CHECK YOUR UNDERSTANDING:
**1)** Answer these questions using the passage on race and psychosis.
(a) What did the 1932 study look at?
(b) In the Netherlands, what is the ratio for Moroccan, Surinamese and Antillean immigrants?
(c) How do psychosis rates among second-generation immigrants to the United States and Europe compare with those of their parents?
**2)** Transcribe the stretch of the passage on race and psychosis from "Among the immigrant" through "with schizophrenia risk.", keeping every word as it appears.

SELECTED PASSAGE:
·····
The New York Times has an article about this:
Black Americans experience schizophrenia and related disorders at twice the rate of white Americans. It’s a disparity that has parallels in other cultures.Here's a bit:
As a growing body of research reveals, Black people in the United States suffer the hallucinations and delusions of psychosis — the voices that seem to emanate from outside a person’s head, the visions, the paranoias, the breaks with common reality — at a rate roughly twice that of white people. In Europe, racial disparities regarding psychosis are yet wider. Even after researchers control for socioeconomic factors and address issues of diagnosis, the alarming racial gaps remain.
Studies suggesting a link between minority or outsider status and psychosis run back about a century. A 1932 study looked at hospital admissions for psychosis in Minnesota. It found that Norwegian immigrants were admitted at twice the rate of native Minnesotans or Norwegians in their home country. By the 1970s, researchers were turning specifically to racial divides in psychiatric disorders, and by the 2000s, the relationship between race and psychosis (which appears to outstrip any correlation between race and more common conditions like depression) was becoming well studied in both the United States and Europe. Yet despite the mounting data, in the United States, until recently, the issue was relegated to the edges of mainstream psychiatry — or perhaps beyond the edges.
The whole thing is pretty odd, as explained in this part (with my bold):
In the United States, Black-white ratios are at least 1.9 to one; some studies show that disparities for nonwhite Hispanics are narrower but still notable. In Europe overall, Black-white differentials hover in the vicinity of four to one. In England, the gap for Black Caribbean and Black African immigrants runs between four to one and more than six to one. In the Netherlands, for Moroccan, Surinamese and Antillean immigrants, the ratio is around three to one.
Among the immigrant groups, one plausible factor is the dislocation and stress that can come with the immigrant journey itself. But while such trauma may seem an obvious trigger, given that many immigrants arrive in their new nations after dangerous journeys and unable to speak the language that surrounds them, researchers have found repeatedly that second-generation immigrants to the United States and Europe develop psychosis at rates at least as high as their parents. Something is happening in the new country.
1 comment:
One of the stranger studies on the second generation effect argued that the mother grew up with poor nutrition in the home country but gives birth to a child with full nutrition in the new country. The mother's birth canal is smaller relative to the size of the child. Traumatic birth is associate with schizophrenia risk.
·····
GIVEN INFORMATION:
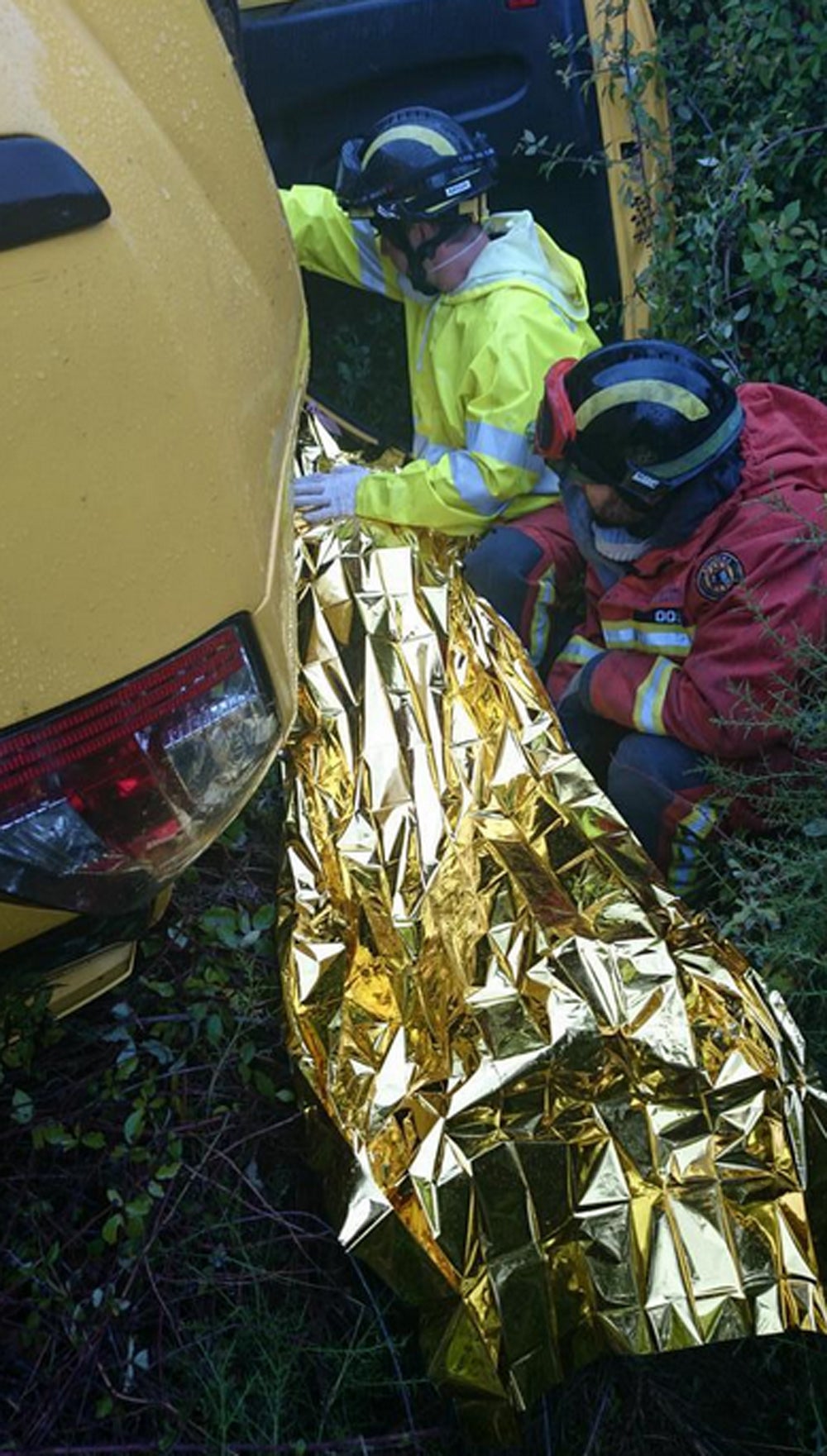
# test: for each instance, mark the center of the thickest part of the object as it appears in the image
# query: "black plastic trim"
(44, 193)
·····
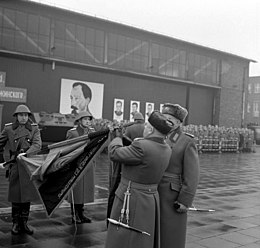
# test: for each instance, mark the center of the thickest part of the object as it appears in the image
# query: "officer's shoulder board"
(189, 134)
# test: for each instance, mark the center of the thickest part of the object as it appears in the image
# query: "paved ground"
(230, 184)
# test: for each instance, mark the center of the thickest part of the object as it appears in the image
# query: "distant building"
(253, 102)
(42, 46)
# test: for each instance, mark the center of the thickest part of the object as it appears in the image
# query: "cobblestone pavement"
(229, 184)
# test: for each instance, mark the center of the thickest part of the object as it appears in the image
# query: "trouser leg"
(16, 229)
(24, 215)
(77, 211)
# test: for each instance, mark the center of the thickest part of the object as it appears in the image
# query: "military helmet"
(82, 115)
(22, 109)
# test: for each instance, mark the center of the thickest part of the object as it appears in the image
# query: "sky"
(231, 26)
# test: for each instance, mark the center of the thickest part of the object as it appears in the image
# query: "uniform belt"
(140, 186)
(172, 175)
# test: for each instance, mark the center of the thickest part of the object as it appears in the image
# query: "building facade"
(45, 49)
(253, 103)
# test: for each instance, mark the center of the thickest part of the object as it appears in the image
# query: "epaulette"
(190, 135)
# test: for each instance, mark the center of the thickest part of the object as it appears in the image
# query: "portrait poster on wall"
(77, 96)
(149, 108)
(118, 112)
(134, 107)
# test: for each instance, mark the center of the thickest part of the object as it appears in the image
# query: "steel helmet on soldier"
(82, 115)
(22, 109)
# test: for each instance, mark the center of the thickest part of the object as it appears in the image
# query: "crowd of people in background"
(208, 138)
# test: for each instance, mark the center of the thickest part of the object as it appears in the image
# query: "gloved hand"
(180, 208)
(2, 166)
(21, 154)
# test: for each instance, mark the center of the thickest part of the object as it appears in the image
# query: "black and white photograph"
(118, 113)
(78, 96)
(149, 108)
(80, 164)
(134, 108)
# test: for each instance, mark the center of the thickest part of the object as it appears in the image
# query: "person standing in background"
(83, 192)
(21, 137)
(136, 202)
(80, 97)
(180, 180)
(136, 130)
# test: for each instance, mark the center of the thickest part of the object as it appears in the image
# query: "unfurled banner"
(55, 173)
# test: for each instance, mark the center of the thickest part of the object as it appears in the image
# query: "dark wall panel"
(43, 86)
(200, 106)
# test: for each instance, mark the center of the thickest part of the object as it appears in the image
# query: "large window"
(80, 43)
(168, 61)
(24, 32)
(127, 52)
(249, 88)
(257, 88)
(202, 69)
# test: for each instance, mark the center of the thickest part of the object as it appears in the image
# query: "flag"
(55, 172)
·····
RESPONSE LIST:
**1)**
(a) Hospital admissions for psychosis in Minnesota.
(b) Around three to one.
(c) They are at least as high as their parents' rates.

**2)**
Among the immigrant groups, one plausible factor is the dislocation and stress that can come with the immigrant journey itself. But while such trauma may seem an obvious trigger, given that many immigrants arrive in their new nations after dangerous journeys and unable to speak the language that surrounds them, researchers have found repeatedly that second-generation immigrants to the United States and Europe develop psychosis at rates at least as high as their parents. Something is happening in the new country.
1 comment:
One of the stranger studies on the second generation effect argued that the mother grew up with poor nutrition in the home country but gives birth to a child with full nutrition in the new country. The mother's birth canal is smaller relative to the size of the child. Traumatic birth is associate with schizophrenia risk.